Requirement
Each line of the listing below should be restated word for word.

Dataset content
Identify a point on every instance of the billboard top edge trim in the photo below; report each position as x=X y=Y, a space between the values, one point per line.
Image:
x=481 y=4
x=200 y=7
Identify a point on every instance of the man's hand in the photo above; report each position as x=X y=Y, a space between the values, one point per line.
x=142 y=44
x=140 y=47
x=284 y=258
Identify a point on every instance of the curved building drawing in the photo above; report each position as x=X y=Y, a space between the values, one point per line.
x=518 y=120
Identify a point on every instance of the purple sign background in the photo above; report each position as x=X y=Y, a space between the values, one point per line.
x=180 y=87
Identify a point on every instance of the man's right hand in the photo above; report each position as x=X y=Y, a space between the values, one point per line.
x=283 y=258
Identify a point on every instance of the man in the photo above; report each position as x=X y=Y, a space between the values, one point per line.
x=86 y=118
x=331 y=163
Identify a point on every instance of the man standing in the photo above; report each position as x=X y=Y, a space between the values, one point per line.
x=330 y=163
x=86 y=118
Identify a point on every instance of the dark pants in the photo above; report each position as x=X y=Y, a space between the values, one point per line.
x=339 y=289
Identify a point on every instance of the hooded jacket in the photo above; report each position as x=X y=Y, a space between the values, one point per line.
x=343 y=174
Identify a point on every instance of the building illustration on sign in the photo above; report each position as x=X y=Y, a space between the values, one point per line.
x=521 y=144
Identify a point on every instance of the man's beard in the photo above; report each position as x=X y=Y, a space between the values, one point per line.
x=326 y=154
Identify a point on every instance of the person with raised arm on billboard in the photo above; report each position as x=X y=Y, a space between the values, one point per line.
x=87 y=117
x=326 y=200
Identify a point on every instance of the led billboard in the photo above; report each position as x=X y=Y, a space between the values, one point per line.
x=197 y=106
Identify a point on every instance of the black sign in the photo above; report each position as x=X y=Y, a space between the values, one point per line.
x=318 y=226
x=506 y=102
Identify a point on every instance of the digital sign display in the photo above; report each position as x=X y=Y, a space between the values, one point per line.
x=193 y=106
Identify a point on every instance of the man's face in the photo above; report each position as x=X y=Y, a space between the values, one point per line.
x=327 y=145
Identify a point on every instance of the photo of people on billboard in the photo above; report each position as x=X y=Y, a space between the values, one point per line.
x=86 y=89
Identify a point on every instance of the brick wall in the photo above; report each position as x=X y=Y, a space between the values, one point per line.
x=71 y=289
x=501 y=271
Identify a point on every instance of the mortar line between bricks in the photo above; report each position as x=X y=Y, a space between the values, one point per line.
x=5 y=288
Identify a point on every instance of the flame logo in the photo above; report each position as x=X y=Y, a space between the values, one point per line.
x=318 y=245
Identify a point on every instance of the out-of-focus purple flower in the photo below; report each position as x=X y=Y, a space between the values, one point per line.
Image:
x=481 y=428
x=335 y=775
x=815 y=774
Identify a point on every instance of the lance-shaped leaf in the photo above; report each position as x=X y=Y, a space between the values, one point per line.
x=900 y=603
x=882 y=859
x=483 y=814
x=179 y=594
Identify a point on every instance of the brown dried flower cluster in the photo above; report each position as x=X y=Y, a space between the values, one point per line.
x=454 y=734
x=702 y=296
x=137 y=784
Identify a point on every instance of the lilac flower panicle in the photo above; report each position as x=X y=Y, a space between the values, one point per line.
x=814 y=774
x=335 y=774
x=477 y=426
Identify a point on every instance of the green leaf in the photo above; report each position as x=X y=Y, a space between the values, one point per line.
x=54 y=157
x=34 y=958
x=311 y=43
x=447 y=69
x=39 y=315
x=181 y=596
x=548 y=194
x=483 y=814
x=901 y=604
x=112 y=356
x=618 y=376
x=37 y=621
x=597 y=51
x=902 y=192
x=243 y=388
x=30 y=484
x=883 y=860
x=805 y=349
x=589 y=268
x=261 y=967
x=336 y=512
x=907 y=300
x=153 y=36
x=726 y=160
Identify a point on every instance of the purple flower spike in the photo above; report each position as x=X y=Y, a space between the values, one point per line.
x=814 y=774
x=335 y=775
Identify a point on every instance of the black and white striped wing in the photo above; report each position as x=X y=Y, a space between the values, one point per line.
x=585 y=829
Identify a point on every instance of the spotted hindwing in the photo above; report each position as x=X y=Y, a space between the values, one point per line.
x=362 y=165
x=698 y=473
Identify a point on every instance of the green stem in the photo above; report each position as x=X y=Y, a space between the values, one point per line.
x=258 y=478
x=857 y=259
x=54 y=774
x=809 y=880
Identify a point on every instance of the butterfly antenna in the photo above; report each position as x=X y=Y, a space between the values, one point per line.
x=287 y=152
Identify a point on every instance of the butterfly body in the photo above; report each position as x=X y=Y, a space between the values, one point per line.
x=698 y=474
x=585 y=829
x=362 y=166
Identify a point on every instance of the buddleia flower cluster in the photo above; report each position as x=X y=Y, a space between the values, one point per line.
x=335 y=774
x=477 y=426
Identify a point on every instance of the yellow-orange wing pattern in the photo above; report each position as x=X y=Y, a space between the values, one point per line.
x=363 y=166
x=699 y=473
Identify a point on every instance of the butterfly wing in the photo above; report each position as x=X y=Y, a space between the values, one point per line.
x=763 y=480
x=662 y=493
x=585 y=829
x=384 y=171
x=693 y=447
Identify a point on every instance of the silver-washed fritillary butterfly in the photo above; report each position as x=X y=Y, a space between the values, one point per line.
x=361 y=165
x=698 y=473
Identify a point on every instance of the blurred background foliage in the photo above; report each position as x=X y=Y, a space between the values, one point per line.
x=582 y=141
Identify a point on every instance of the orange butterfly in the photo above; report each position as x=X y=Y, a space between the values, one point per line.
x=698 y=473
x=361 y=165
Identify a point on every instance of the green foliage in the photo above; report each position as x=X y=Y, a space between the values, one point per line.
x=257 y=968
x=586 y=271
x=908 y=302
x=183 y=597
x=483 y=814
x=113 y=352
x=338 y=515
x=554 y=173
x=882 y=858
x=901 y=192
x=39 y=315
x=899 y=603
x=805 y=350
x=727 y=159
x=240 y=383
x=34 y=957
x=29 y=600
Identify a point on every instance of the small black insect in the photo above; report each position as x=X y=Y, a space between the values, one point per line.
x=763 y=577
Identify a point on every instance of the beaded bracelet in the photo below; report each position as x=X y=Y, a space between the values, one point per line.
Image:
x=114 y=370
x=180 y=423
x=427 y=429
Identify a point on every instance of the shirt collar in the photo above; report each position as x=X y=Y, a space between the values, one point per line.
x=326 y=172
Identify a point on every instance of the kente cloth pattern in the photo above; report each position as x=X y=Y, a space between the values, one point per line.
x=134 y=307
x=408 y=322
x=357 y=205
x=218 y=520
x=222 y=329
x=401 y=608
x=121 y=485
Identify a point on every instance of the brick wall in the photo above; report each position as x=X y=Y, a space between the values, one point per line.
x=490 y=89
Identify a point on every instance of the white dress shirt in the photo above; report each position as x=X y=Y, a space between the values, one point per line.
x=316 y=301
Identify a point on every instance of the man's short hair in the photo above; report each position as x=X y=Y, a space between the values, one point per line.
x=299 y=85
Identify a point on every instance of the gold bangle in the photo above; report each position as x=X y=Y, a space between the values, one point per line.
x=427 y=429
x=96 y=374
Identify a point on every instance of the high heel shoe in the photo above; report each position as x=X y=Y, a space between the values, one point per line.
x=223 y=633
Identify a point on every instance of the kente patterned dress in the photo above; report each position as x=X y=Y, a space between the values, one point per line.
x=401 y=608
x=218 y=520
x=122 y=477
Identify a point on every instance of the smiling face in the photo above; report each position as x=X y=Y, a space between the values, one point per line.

Solution for this task
Identify a point on every instance of the billboard top edge trim in the photo below; report each position as x=X y=Y, a space between the values, one point per line.
Image:
x=481 y=4
x=200 y=7
Identify a point on every instance of the man's hand in the photo above; report each position as x=X y=Y, a space between the values, one point per line.
x=142 y=44
x=140 y=47
x=284 y=258
Identify a point on every instance of the curved building drawing in the photo above; report each position as x=X y=Y, a space between the values, one point per line.
x=518 y=120
Identify a point on every instance of the purple sign background in the photo above; report each position as x=X y=Y, a space between the values, one point per line.
x=180 y=87
Identify a point on every instance of the man's right hand in the photo above; report each position as x=X y=Y, a space between the values, one point per line.
x=283 y=258
Identify a point on every instance of the man in the photo above; report each position as x=X y=Y, a space between the values, one point per line.
x=86 y=118
x=331 y=163
Identify a point on every instance of the man standing in the photo above; report each position as x=X y=Y, a space between the values, one point per line.
x=330 y=163
x=86 y=118
Identify a point on every instance of the dark pants in the photo above; report each position as x=X y=Y, a space between the values, one point per line.
x=339 y=289
Identify a point on every instance of the hooded jacket in the photo above; report each position as x=X y=Y, a space between the values, one point per line.
x=343 y=174
Identify a point on every instance of the building illustration on sign in the photo above; report each position as x=X y=Y, a space between the values, one point per line.
x=521 y=144
Identify a point on every instance of the man's beard in the photo above; report each position as x=X y=Y, a space between the values, one point per line.
x=326 y=154
Identify a point on every instance of the person with raised arm on billboard in the photo above; report each position as x=X y=Y, a space between the values, one point per line.
x=87 y=117
x=326 y=200
Identify a point on every instance of the led billboard in the photo above; report each position as x=X y=Y, a space between the values, one point per line.
x=197 y=106
Identify a point on every instance of the black sign in the photo above; report each position as x=X y=Y, a space between the values, one point per line.
x=318 y=226
x=506 y=102
Identify a point on every instance of the digital sign display in the photo above; report each position as x=X y=Y, a space between the values, one point per line.
x=193 y=106
Identify a point on every instance of the man's face in the photo above; report each position as x=X y=Y, a space between the values, one point per line.
x=327 y=145
Identify a point on every instance of the photo of people on billboard in the photo above; report each position as x=X y=Y, a space between the values, one point per line.
x=86 y=89
Identify a point on every instance of the brick wall in the photo above; report each position as x=X y=Y, a space between the values, one point per line.
x=71 y=289
x=501 y=271
Identify a point on every instance of the mortar line between bricks in the photo above; report each position as x=X y=Y, a space between the values, one point per line.
x=5 y=288
Identify a point on every instance of the flame logo in the photo above; report each position as x=X y=Y, a space between the values, one point per line.
x=318 y=245
Identify a point on every instance of the out-of-focus purple flower in the photo below; report each position as x=X y=Y, a space between the values, one point per line.
Image:
x=481 y=428
x=335 y=775
x=815 y=774
Identify a point on every instance of the lance-shaped leaf in the photo above; report each position as x=X y=Y, a space between the values, one point per line.
x=900 y=603
x=882 y=859
x=483 y=814
x=179 y=594
Identify a point on every instance of the brown dried flower cluster in the photo above; report each position as x=X y=Y, a space between the values, one point per line.
x=454 y=734
x=702 y=296
x=137 y=784
Identify a point on every instance of the lilac flower panicle in the photo above; report each position as x=X y=Y, a space between the values, one point per line.
x=814 y=774
x=335 y=774
x=477 y=426
Identify a point on every instance of the green leaf in the photo above; report each position as x=X y=Y, a space between the values, one point per line.
x=54 y=157
x=34 y=958
x=311 y=43
x=447 y=69
x=39 y=315
x=181 y=596
x=548 y=194
x=483 y=814
x=901 y=604
x=112 y=356
x=618 y=376
x=37 y=621
x=597 y=51
x=902 y=192
x=243 y=388
x=30 y=484
x=883 y=860
x=805 y=349
x=589 y=268
x=261 y=967
x=336 y=512
x=907 y=300
x=153 y=36
x=726 y=160
Identify a point on every instance of the purple flower spike in the photo above; report each position as x=X y=Y, a space between the values, one point per line.
x=814 y=774
x=335 y=775
Identify a point on every instance of the black and white striped wing in the photo above; report each position as x=X y=Y, a space between the values, one point per line.
x=585 y=829
Identify a point on every instance of the spotted hindwing in the photo above; report each position as x=X y=Y, a space between the values, one point per line.
x=362 y=165
x=698 y=473
Identify a point on every instance of the green stem in the photo above; report each position as x=X y=Y, a space between the values, one point per line.
x=258 y=478
x=857 y=259
x=54 y=774
x=809 y=880
Identify a point on every instance of the butterfly antenna in the photo above; report each position as x=X y=Y, a space between the values, one point per line.
x=287 y=152
Identify a point on every instance of the butterfly body in the photo above; report each position as x=X y=Y, a space between the values, one point per line.
x=698 y=474
x=585 y=829
x=362 y=166
Identify a point on every instance of the buddleia flower cluster in the photo above; report each position as x=X y=Y, a space between the values, one point per line.
x=335 y=774
x=477 y=426
Identify a point on every instance of the yellow-orange wing pattern in the photo above; report each position as x=X y=Y, a space between the values, one point per line.
x=363 y=166
x=699 y=473
Identify a point on every instance of the butterfly wing in the photo above; report each position as x=X y=Y, a space between the values, one point per line.
x=763 y=480
x=662 y=493
x=585 y=829
x=384 y=171
x=693 y=447
Identify a point on every instance of the silver-washed fritillary butterfly in the photo above; report each position as x=X y=Y, a space between the values, one point per line.
x=361 y=165
x=698 y=473
Identify a point on every instance of the blurred background foliage in the photo above; report each position as x=X y=Y, a space between the values, one point per line.
x=582 y=141
Identify a point on every instance of the orange butterfly in the photo above; report each position as x=X y=Y, a space between the values, one point per line.
x=698 y=473
x=361 y=165
Identify a point on every instance of the green foliage in the photo above; report each position as x=X y=Y, a space between the values, one point per line.
x=257 y=968
x=586 y=271
x=908 y=302
x=183 y=597
x=483 y=814
x=113 y=352
x=338 y=515
x=554 y=173
x=882 y=858
x=901 y=192
x=39 y=315
x=899 y=603
x=805 y=350
x=727 y=159
x=240 y=383
x=34 y=957
x=29 y=600
Identify a point on every instance of the small black insect in the photo above; report each position as x=X y=Y, a space between the values, one point per line.
x=763 y=577
Identify a point on every instance of the beaded bracelet in the photo below; report each position as x=X y=Y, a space between the values, one point per line.
Image:
x=114 y=370
x=180 y=423
x=427 y=429
Identify a point on every instance of the shirt collar in the photo above; report each position as x=X y=Y, a space between the values, one point per line.
x=326 y=172
Identify a point on every instance of the kente cloth pattern in the photo above; report each position as x=X y=Y, a space between the values, one point per line.
x=134 y=307
x=408 y=322
x=357 y=205
x=218 y=520
x=222 y=329
x=401 y=608
x=121 y=485
Identify a point on every instance of the brick wall in the photo above; report each position as x=X y=Y, a space between the values, one point per line.
x=490 y=89
Identify a point on every instance of the white dress shirt in the photo above; report each position as x=X y=Y, a space between the values, one point per line.
x=316 y=301
Identify a point on every instance of the man's short hair in the photo above; report each position as x=X y=Y, a space between the values, one point per line.
x=299 y=85
Identify a point on every instance of the gold bangle in the photo above; report each position as x=X y=Y, a space between the values, one point per line.
x=427 y=429
x=96 y=374
Identify a point on every instance of the high heel shoe in the photo above; report each position as x=X y=Y, a space between the values, one point per line.
x=223 y=633
Identify a point on every instance of the kente patterned dress in the photo above; report each position as x=X y=Y, a space between the values, one point per line.
x=401 y=608
x=218 y=520
x=122 y=477
Identify a point on every instance of the smiling face in the photo above; report each position as x=X y=Y, a space between the values, one point per line.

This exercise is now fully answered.